La scène aurait pu prêter à rire si elle n’était pas tragique. À New York, Donald Trump invective la communauté internationale et se moque des énergies vertes, qualifiant le climat d’ « arnaque » inventée pour brider les nations. À Pékin, Xi Jinping promet des gigawatts de solaire et d’éolien, mais dans le même souffle maintient son pays sous la dépendance écrasante du charbon. L’un insulte la science, l’autre joue double jeu. Et au milieu, le reste du monde, pris en otage d’un duel stérile où l’avenir de la planète se réduit à une lutte d’influence.
Le 23 septembre 2025, la scène internationale a offert un saisissant contraste. À Pékin, Xi Jinping annonçait de nouveaux objectifs climatiques pour la Chine : réduction de 7 à 10 % des émissions de gaz à effet de serre d’ici 2035 par rapport à leur pic, et montée en puissance des capacités solaires et éoliennes jusqu’à 3 600 GW. À New York, Donald Trump, de retour à l’Assemblée générale de l’ONU, tonnait que « le changement climatique est la plus grande escroquerie jamais perpétrée contre le monde », réduisant les énergies renouvelables à des solutions « pathétiques » et ruinant l’idée même d’une coopération internationale pour le climat. Ces deux prises de parole résument l’état du rapport de force mondial sur le climat : une Amérique redevenue ouvertement climatosceptique, et une Chine qui, tout en investissant massivement dans les technologies propres, refuse de trancher son lien vital avec le charbon.

***

Problèmes à résoudre -
a: Reproduisez le passage de l'article sur le climat commençant par « La scène aurait » et se terminant par « une lutte d’influence. ».
b: Pour chaque affirmation, répondez par oui ou par non selon l'article sur le climat, en citant les mots du texte qui tranchent.
(i) Xi Jinping a annoncé une réduction de 7 à 10 % des émissions de gaz à effet de serre d'ici 2035 par rapport à leur pic.
(ii) Donald Trump a pris la parole à Pékin.
(iii) La Chine a rompu son lien avec le charbon.
c: Répondez à ces questions d'après l'article sur le climat.
(i) À quelle date la scène internationale a-t-elle offert ce contraste ?
(ii) Jusqu'à quelle capacité la Chine veut-elle porter le solaire et l'éolien ?
(iii) Dans le premier paragraphe, par quel mot Donald Trump qualifie-t-il le climat ?

Documents fournis -
***

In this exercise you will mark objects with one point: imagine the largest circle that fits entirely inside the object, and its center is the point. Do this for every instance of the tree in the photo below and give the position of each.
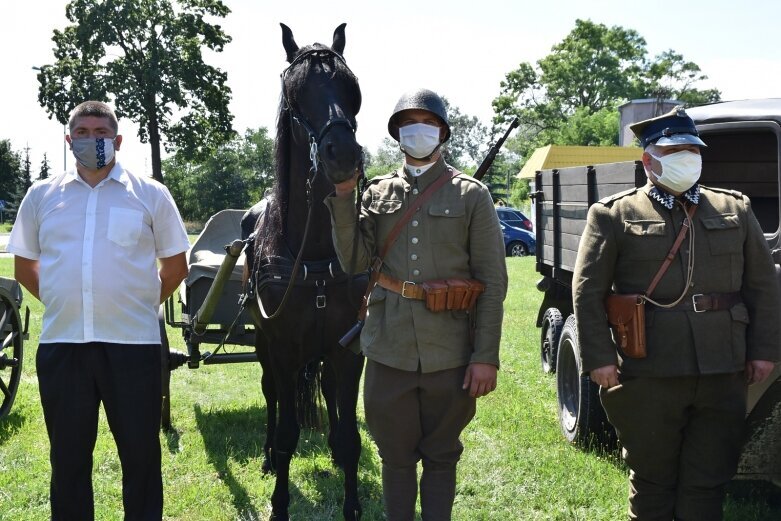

***

Liste des réponses -
a:
La scène aurait pu prêter à rire si elle n’était pas tragique. À New York, Donald Trump invective la communauté internationale et se moque des énergies vertes, qualifiant le climat d’ « arnaque » inventée pour brider les nations. À Pékin, Xi Jinping promet des gigawatts de solaire et d’éolien, mais dans le même souffle maintient son pays sous la dépendance écrasante du charbon. L’un insulte la science, l’autre joue double jeu. Et au milieu, le reste du monde, pris en otage d’un duel stérile où l’avenir de la planète se réduit à une lutte d’influence.

b:
(i) Oui : « réduction de 7 à 10 % des émissions de gaz à effet de serre d’ici 2035 par rapport à leur pic ».
(ii) Non : « À New York, Donald Trump, de retour à l’Assemblée générale de l’ONU ».
(iii) Non : « refuse de trancher son lien vital avec le charbon ».

c:
(i) Le 23 septembre 2025.
(ii) Jusqu'à 3 600 GW.
(iii) « arnaque ».